#### [PFLICHTAUFGABE A]
Schreibe den Textauszug über die Band Sperling zwischen "Sperling aus dem" und "Dilemma zu tun.", beide eingeschlossen, noch einmal ab. Ersetze dabei "Cello" durch "Geige".
#### [PFLICHTAUFGABE B]
Führe den Textauszug über die Band Sperling im Anschluss an seinen letzten Satz weiter.

#### [TEXTAUSZUG]
══════

Sperling aus dem entlegenen Hunsrück machen laut Pressetext Posthardcore mit Cello und Casper Rap Style. So weit, so gut.
Tatsächlich geht von der Band eine gewisse Faszination aus. Als ich die ersten Songs der neuen Platte ZWEIFEL gehört habe, dachte ich: „Wow, Crossover. Da traut sich aber jemand was.“ Und Schwupps, da haben wir es auch schon mit einem waschechten Dilemma zu tun.

══════

#### [ENTNOMMENES MATERIAL]
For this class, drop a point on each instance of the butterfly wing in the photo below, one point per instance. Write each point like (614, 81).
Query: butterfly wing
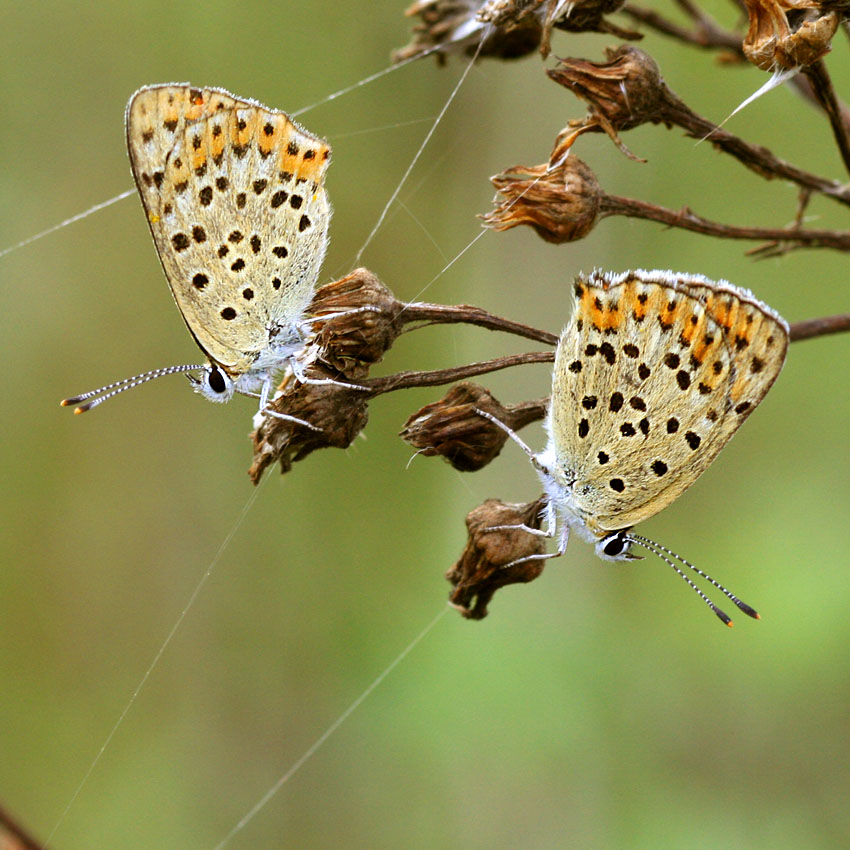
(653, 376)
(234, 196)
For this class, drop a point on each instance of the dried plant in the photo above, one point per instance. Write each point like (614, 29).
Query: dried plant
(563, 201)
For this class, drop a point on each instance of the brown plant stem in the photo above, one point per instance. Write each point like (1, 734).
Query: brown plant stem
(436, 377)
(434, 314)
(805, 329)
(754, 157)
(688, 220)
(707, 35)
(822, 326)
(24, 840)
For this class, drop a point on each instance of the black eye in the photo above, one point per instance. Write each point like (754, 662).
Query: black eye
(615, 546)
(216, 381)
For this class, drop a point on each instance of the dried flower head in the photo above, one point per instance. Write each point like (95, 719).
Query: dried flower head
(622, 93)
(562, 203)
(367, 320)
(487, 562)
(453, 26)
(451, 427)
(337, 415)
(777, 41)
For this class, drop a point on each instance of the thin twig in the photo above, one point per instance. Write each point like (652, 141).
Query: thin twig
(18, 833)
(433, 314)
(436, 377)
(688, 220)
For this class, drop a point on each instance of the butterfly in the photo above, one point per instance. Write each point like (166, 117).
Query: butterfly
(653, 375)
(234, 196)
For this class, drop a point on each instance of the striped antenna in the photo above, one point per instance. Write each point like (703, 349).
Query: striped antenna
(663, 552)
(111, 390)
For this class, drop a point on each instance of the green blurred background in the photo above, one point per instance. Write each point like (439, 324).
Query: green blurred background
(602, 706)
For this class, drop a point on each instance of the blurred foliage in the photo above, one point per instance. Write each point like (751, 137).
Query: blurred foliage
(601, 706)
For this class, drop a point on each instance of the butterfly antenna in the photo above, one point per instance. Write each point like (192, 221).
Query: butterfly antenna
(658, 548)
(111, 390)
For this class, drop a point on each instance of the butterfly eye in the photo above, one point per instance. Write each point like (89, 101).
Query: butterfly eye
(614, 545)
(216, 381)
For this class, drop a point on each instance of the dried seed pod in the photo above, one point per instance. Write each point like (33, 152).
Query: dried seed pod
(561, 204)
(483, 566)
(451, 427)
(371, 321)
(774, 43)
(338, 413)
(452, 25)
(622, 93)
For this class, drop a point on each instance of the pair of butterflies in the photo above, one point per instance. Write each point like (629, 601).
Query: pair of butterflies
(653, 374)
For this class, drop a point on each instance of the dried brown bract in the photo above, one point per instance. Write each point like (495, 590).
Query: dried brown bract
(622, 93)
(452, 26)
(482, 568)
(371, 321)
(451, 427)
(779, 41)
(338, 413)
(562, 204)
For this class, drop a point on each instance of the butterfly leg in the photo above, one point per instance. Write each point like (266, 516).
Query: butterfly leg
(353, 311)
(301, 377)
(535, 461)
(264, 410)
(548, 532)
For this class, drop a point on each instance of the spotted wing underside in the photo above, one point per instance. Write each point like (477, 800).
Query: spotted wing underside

══════

#### [RICHTIGE LÖSUNG A]
Sperling aus dem entlegenen Hunsrück machen laut Pressetext Posthardcore mit Geige und Casper Rap Style. So weit, so gut.
Tatsächlich geht von der Band eine gewisse Faszination aus. Als ich die ersten Songs der neuen Platte ZWEIFEL gehört habe, dachte ich: „Wow, Crossover. Da traut sich aber jemand was.“ Und Schwupps, da haben wir es auch schon mit einem waschechten Dilemma zu tun.

#### [RICHTIGE LÖSUNG B]
Direkt zu Beginn der Platte echauffiert sich Sängrapper Johannes Gauch über die Eintönigkeit und den nicht besonders stark ausgeprägten Innovationsgeist der hiesigen Musiklandschaft. Dabei will man ihm entgegnen, dass Gitarrenmusik mit Sprechgesang jetzt auch nicht ein Garant für den Musikinnovationspreis 2021 ist. Nicht, dass wir uns falsch verstehen – wir als Methusalem-Redaktion sind sehr erfreut, dass das Genre, das sich Mitte der Neunziger mit Bands wie Downset, Thumb oder dem großartigen Soundtrack zum Film Judgement Night großer Popularität erfreute, eine Frischzellenkur verpasst bekommt. Dabei sind die Zutaten recht einfach. Gitarren, die nicht selten an FJØRT erinnern, der Sprechgesang, bei dem man am vielzitierten Casper-Vergleich nicht vorbeikommt und als „Neuerung“ verstärkt man das Ganze atmosphärisch durch den Einsatz eines Cellos.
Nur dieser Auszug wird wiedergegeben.